TASK TO COMPLETE: Only the lines running from the line with "Would you mind annotating the man's hand" to the end of the records below belong in the answer, each copied exactly.

Saved entries:

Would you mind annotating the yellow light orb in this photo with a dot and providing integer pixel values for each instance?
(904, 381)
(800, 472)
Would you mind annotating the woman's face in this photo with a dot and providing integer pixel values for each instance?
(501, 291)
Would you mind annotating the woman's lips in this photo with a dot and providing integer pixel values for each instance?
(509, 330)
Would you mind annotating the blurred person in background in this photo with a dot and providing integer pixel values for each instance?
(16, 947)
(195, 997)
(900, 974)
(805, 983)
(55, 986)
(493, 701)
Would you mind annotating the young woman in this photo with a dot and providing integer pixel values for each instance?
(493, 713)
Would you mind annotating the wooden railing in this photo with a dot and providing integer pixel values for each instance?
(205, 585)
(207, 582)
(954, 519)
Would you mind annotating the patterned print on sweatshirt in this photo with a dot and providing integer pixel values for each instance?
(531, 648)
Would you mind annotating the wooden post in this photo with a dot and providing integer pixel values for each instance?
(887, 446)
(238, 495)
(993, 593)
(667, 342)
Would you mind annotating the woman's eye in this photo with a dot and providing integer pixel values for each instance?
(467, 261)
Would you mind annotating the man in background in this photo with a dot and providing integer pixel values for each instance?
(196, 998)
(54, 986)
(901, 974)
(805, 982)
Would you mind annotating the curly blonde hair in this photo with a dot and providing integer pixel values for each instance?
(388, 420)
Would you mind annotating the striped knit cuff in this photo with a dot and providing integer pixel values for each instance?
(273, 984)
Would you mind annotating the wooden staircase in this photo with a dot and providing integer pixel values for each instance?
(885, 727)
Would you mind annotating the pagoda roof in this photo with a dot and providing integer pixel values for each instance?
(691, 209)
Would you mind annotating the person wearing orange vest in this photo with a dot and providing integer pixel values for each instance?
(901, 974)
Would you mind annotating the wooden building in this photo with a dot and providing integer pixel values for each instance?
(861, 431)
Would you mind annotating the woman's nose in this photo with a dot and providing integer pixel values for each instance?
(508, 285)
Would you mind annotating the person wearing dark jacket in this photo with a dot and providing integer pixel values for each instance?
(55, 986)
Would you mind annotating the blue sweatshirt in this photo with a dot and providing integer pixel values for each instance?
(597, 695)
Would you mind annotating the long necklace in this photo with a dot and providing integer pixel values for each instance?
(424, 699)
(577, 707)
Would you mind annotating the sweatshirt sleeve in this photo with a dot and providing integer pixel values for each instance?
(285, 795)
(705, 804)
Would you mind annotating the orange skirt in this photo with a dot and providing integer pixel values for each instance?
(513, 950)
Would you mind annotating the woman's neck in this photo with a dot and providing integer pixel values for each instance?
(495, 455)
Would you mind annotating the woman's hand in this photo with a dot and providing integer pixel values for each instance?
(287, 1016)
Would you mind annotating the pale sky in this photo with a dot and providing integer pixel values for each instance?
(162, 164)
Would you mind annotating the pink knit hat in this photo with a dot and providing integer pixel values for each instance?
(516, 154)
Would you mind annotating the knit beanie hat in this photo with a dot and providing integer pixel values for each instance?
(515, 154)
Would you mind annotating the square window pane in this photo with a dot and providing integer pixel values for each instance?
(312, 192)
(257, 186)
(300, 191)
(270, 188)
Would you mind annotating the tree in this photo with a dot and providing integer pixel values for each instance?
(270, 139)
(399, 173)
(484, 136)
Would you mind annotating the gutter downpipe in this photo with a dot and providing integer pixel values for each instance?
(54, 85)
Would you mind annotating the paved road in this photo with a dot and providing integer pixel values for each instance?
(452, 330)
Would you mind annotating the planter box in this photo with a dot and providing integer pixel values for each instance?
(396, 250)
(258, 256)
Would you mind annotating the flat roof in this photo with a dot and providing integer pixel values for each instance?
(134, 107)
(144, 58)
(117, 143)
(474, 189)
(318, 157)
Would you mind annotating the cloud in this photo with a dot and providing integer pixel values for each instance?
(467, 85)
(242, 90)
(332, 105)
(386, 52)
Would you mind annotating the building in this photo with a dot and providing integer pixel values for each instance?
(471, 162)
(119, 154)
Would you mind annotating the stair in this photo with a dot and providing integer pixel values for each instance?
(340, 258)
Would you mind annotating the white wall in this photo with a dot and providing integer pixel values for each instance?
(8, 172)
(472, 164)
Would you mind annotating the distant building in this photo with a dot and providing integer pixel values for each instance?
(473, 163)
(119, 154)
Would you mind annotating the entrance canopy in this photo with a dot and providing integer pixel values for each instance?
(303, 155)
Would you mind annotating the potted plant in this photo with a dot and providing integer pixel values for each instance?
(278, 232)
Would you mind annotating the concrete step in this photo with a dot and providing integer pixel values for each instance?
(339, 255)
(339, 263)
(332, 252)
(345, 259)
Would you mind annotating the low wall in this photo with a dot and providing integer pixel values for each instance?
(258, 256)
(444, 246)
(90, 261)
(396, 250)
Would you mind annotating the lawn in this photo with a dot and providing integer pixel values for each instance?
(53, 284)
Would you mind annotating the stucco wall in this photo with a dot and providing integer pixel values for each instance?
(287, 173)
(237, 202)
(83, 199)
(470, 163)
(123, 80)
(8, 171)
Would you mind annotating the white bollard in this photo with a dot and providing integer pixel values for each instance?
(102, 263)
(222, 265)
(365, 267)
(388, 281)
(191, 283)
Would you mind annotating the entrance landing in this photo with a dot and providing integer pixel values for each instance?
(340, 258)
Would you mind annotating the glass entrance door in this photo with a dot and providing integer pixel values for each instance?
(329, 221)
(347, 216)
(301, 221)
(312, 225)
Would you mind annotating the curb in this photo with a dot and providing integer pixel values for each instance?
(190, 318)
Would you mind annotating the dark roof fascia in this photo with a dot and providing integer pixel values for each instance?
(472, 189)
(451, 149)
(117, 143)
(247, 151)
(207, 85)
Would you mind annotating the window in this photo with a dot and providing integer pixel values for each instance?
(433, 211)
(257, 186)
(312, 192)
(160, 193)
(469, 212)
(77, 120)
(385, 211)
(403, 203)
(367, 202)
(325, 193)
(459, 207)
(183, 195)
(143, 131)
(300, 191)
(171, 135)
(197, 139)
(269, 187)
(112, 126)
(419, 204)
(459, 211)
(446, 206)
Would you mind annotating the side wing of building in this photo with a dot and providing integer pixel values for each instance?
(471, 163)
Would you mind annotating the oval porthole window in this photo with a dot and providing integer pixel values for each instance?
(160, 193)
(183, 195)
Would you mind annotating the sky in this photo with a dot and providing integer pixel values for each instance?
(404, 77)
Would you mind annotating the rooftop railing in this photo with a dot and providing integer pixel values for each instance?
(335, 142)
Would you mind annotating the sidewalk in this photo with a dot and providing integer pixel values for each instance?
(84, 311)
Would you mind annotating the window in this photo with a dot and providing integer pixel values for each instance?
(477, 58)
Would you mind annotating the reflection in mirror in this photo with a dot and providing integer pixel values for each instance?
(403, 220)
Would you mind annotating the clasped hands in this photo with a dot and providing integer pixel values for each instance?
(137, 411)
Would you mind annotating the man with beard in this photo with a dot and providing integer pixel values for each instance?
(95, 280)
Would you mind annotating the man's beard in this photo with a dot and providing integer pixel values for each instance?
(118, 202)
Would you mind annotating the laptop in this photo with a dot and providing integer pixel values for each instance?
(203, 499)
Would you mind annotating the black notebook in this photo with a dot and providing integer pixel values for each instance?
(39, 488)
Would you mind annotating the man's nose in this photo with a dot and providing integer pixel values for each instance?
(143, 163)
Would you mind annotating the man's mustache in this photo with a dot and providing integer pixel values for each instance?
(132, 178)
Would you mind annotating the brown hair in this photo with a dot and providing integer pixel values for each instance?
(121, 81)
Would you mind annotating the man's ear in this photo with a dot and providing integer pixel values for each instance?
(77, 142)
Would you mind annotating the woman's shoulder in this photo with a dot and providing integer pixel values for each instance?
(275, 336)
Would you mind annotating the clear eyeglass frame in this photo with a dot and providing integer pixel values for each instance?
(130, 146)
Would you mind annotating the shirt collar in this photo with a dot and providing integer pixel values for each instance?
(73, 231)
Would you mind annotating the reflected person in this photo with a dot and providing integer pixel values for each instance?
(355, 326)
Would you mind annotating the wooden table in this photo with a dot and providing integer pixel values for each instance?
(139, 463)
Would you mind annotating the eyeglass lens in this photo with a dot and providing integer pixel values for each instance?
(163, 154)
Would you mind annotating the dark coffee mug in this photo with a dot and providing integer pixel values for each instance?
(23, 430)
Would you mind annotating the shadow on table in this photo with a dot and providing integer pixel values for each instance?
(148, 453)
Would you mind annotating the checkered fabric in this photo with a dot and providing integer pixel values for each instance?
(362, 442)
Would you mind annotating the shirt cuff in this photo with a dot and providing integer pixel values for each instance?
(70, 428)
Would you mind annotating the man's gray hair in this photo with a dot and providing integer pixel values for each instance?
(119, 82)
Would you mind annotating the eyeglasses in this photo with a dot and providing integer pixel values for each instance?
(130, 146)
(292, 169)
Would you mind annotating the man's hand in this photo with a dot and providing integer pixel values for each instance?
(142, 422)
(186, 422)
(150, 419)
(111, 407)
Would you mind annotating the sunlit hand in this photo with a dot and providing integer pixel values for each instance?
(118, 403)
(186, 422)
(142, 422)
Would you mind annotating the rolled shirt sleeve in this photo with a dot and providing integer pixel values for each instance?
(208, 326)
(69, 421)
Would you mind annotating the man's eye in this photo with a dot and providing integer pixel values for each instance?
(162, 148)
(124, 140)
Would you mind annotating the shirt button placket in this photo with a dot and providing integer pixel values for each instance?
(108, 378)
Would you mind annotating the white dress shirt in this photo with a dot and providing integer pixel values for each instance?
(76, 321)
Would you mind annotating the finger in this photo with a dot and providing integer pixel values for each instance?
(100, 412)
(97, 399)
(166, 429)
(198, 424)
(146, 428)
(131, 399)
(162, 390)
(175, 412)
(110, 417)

OUTPUT FOR THIS TASK:
Would you mind annotating the man's hand in this photo with a dot and providing integer pixel values for each instance?
(142, 422)
(186, 422)
(150, 419)
(111, 407)
Would you mind annotating the sunlit hand in this photo with a dot and providing integer pixel values for each instance?
(118, 403)
(186, 422)
(142, 422)
Would you mind annotating the rolled shirt sleeve in this photo with a dot and providing integer pixel values for each instance?
(208, 326)
(69, 421)
Would you mind annotating the man's eye in this photo with a dot and providing integer pixel values for each instance?
(162, 148)
(124, 140)
Would you mind annotating the shirt button placket in this photo with a dot and providing integer pixel values for each instance?
(108, 378)
Would you mind annotating the white dress shirt in this photo with a dot and providing integer pixel values for each instance?
(76, 321)
Would you mind annotating the finger in this photo with a dot and providing integer pixel values for each instance?
(100, 412)
(97, 399)
(166, 429)
(198, 424)
(146, 428)
(131, 399)
(162, 390)
(175, 412)
(110, 417)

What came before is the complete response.